Collect and copy every line from the entries below that contains the string "skyscraper". Matches are case-sensitive.

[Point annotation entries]

--------

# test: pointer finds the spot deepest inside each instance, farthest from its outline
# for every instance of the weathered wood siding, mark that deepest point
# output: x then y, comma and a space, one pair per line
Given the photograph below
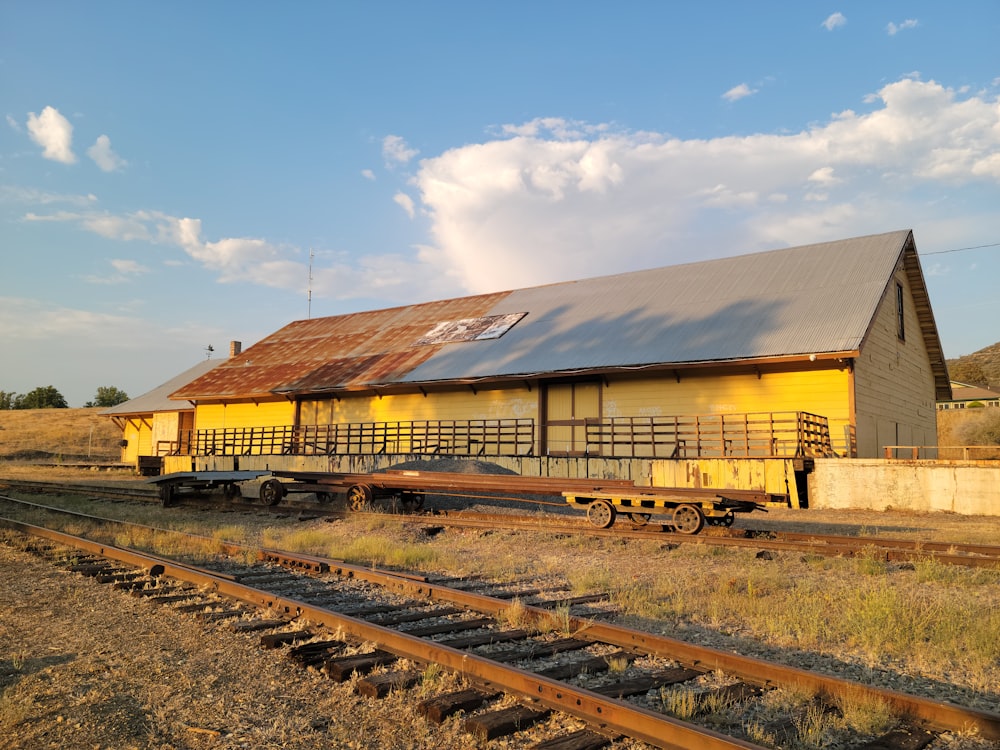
894, 383
137, 432
165, 429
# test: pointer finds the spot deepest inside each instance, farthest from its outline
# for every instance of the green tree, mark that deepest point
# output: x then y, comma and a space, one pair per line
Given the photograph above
43, 397
108, 395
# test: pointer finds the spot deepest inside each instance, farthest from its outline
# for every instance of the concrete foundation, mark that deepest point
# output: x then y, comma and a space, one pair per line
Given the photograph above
965, 487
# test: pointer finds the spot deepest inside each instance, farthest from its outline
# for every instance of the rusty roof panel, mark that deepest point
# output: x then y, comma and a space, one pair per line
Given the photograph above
813, 299
338, 352
357, 371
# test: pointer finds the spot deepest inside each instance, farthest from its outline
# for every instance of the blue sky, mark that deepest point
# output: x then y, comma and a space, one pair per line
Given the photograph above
169, 170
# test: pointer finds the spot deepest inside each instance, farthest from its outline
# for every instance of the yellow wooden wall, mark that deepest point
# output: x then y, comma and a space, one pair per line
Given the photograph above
464, 404
137, 432
895, 394
821, 388
276, 413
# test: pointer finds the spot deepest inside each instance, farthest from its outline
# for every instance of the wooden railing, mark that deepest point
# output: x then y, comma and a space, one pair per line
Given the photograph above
493, 437
761, 435
942, 452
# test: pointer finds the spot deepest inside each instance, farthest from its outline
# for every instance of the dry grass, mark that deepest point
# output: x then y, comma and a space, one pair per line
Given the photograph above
863, 617
57, 434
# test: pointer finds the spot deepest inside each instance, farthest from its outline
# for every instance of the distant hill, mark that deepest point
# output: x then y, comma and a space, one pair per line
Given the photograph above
60, 435
978, 368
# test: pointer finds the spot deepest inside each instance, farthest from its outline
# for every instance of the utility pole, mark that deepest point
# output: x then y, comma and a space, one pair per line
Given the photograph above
309, 295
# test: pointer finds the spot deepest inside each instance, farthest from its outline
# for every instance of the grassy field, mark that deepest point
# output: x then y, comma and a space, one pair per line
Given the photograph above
69, 435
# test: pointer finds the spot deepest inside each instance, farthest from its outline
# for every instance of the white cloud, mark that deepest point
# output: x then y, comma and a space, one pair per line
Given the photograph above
104, 157
25, 319
405, 202
53, 133
834, 21
893, 29
33, 196
538, 207
129, 267
739, 92
396, 151
823, 176
552, 199
124, 271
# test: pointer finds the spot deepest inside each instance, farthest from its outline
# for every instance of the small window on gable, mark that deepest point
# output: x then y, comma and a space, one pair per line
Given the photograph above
900, 328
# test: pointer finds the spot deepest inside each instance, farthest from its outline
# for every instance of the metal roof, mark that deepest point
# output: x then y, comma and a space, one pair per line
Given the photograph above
797, 301
158, 399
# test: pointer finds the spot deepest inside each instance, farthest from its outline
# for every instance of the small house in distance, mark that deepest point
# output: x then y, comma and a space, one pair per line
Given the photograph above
820, 350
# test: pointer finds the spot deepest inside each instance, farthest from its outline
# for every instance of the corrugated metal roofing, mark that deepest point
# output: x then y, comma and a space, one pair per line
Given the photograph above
158, 399
343, 351
813, 299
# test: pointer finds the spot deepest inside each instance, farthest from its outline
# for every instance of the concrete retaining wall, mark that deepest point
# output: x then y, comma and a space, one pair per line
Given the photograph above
966, 487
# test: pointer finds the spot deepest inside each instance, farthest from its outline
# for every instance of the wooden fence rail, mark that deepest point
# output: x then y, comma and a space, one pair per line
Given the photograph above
758, 435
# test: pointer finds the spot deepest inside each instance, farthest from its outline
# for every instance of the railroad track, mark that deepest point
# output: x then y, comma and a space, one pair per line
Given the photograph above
525, 651
828, 545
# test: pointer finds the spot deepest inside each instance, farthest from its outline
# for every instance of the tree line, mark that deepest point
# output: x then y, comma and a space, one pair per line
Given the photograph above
48, 397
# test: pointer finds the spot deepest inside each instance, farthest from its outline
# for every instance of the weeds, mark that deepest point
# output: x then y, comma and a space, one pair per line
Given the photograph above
516, 616
679, 702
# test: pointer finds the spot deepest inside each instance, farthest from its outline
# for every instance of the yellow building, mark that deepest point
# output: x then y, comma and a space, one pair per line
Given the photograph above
816, 350
153, 425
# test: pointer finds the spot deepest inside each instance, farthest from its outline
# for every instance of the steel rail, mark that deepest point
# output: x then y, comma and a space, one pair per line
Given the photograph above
763, 673
597, 710
948, 553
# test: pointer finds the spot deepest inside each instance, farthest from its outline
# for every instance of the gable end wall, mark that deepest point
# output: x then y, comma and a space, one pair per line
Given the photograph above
894, 384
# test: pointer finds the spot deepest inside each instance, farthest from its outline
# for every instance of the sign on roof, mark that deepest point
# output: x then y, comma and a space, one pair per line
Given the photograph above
471, 329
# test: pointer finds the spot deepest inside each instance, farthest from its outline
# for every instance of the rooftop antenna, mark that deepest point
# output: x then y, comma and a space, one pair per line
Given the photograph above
309, 295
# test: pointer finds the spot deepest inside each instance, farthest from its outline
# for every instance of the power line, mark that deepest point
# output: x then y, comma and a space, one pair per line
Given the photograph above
960, 249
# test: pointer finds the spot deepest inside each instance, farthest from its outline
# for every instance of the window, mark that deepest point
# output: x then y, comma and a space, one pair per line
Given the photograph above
900, 329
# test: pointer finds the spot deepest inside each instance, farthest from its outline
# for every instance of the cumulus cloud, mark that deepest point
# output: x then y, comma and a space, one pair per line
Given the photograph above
550, 199
538, 206
396, 151
123, 271
739, 92
834, 21
405, 202
53, 133
104, 157
893, 29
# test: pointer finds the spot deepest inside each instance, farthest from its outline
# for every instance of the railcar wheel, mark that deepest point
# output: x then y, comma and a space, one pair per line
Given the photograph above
411, 501
166, 494
688, 519
601, 513
271, 492
359, 496
639, 519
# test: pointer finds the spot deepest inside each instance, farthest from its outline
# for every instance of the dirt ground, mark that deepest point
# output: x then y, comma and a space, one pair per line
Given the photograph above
84, 666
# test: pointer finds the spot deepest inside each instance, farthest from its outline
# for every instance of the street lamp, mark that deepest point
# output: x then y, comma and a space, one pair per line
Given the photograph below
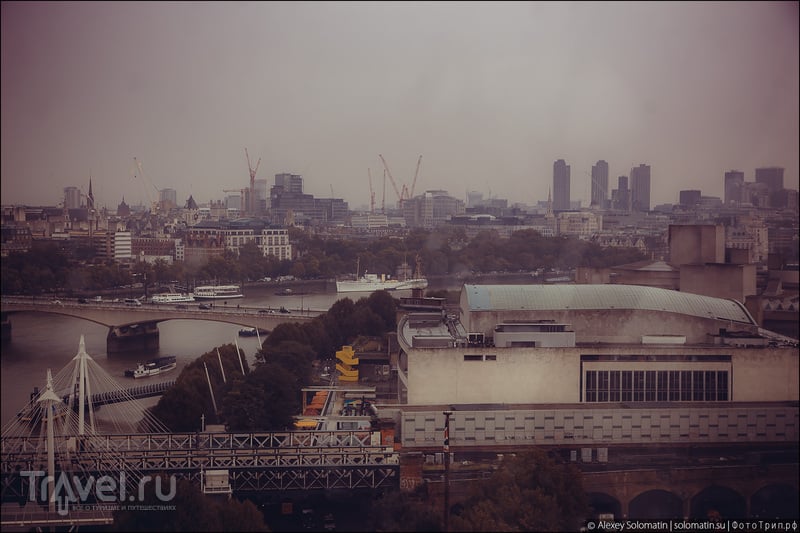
446, 450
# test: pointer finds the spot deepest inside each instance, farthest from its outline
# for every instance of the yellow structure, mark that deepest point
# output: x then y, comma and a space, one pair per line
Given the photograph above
348, 368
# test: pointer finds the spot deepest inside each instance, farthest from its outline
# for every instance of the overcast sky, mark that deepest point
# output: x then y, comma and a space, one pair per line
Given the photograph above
490, 94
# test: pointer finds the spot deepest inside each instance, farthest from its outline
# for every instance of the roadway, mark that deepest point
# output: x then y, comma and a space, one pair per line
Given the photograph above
117, 313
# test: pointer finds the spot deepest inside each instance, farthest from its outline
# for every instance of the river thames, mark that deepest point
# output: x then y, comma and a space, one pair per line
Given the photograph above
40, 341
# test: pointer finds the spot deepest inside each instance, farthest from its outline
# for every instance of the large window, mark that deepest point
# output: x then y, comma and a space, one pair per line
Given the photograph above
656, 385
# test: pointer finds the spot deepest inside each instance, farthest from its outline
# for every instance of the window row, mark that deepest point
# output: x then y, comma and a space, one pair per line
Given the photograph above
656, 386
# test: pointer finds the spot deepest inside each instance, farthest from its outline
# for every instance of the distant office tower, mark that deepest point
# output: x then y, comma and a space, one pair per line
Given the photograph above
772, 177
640, 188
622, 195
290, 182
560, 185
734, 180
600, 184
72, 197
233, 201
474, 198
689, 198
168, 198
261, 195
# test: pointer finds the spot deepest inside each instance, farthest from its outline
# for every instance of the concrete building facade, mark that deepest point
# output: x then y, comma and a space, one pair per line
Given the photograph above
561, 183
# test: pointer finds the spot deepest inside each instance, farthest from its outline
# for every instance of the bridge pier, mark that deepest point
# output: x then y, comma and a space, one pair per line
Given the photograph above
5, 328
131, 337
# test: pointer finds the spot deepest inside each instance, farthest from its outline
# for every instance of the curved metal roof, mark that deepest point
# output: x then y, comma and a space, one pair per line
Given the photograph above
585, 297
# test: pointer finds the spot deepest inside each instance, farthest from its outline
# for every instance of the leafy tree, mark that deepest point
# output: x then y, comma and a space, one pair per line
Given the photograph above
529, 492
188, 510
182, 405
401, 511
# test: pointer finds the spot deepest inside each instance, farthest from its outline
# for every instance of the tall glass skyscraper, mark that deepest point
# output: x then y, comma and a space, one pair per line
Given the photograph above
560, 185
734, 181
640, 188
600, 184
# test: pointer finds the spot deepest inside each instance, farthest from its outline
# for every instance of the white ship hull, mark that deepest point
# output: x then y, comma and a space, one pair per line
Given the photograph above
153, 368
367, 285
217, 292
172, 298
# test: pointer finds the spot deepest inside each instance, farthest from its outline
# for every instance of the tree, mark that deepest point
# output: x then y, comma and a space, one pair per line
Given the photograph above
187, 509
529, 492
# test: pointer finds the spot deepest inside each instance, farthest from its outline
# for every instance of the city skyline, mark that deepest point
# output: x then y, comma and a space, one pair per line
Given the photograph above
489, 94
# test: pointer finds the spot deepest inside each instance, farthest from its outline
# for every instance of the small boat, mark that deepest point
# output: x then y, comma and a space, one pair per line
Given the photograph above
153, 367
373, 282
171, 298
253, 332
217, 292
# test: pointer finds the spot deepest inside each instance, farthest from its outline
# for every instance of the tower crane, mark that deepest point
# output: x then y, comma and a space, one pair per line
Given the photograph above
371, 193
251, 207
405, 193
414, 183
242, 194
396, 190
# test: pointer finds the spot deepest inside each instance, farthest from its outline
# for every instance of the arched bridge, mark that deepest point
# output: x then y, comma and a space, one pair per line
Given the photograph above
136, 327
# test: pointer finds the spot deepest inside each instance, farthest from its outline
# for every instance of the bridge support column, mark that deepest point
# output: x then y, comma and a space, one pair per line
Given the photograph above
5, 328
132, 337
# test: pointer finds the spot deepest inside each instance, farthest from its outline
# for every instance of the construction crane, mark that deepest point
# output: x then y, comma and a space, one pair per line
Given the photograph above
251, 207
371, 193
153, 202
389, 173
414, 183
242, 194
405, 193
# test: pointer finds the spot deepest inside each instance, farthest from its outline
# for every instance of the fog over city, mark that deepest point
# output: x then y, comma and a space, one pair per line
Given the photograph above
490, 94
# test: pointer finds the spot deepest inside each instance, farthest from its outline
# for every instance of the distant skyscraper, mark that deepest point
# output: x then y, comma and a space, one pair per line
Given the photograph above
72, 197
734, 180
640, 188
168, 198
622, 195
261, 195
290, 182
560, 185
474, 198
772, 177
690, 198
599, 184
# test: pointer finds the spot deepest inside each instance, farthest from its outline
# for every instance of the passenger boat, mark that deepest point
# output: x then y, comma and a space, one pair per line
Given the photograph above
373, 282
252, 332
171, 298
153, 367
217, 292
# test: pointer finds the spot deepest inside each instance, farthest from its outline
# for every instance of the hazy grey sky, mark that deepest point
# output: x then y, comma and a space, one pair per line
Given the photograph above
490, 94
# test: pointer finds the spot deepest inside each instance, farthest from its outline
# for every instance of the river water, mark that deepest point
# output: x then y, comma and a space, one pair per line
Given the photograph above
40, 341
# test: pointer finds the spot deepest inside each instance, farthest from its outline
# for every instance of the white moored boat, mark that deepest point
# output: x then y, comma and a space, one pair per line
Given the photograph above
153, 367
374, 282
171, 298
217, 292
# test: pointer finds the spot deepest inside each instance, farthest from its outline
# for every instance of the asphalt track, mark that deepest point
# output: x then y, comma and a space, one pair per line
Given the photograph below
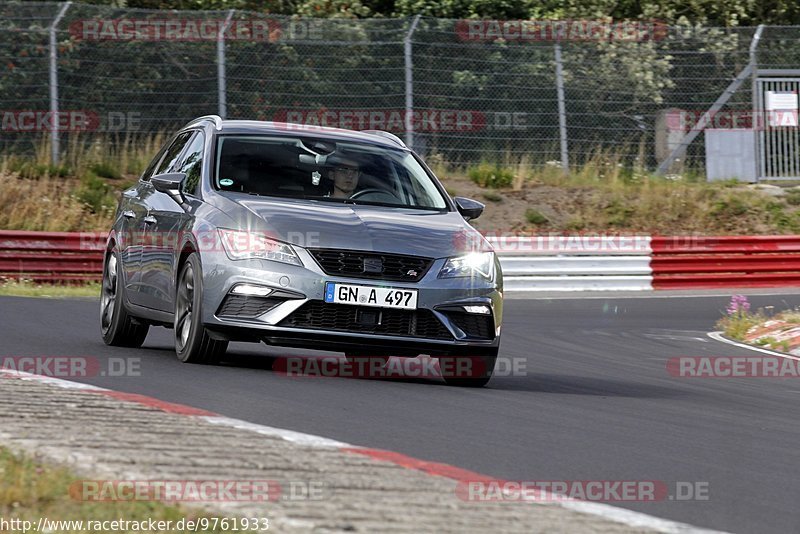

--------

**Solved exercise:**
# for every instance of the tall glass skyscraper, mark that deepest point
# for every instance of the distant skyscraper, mark that deepest point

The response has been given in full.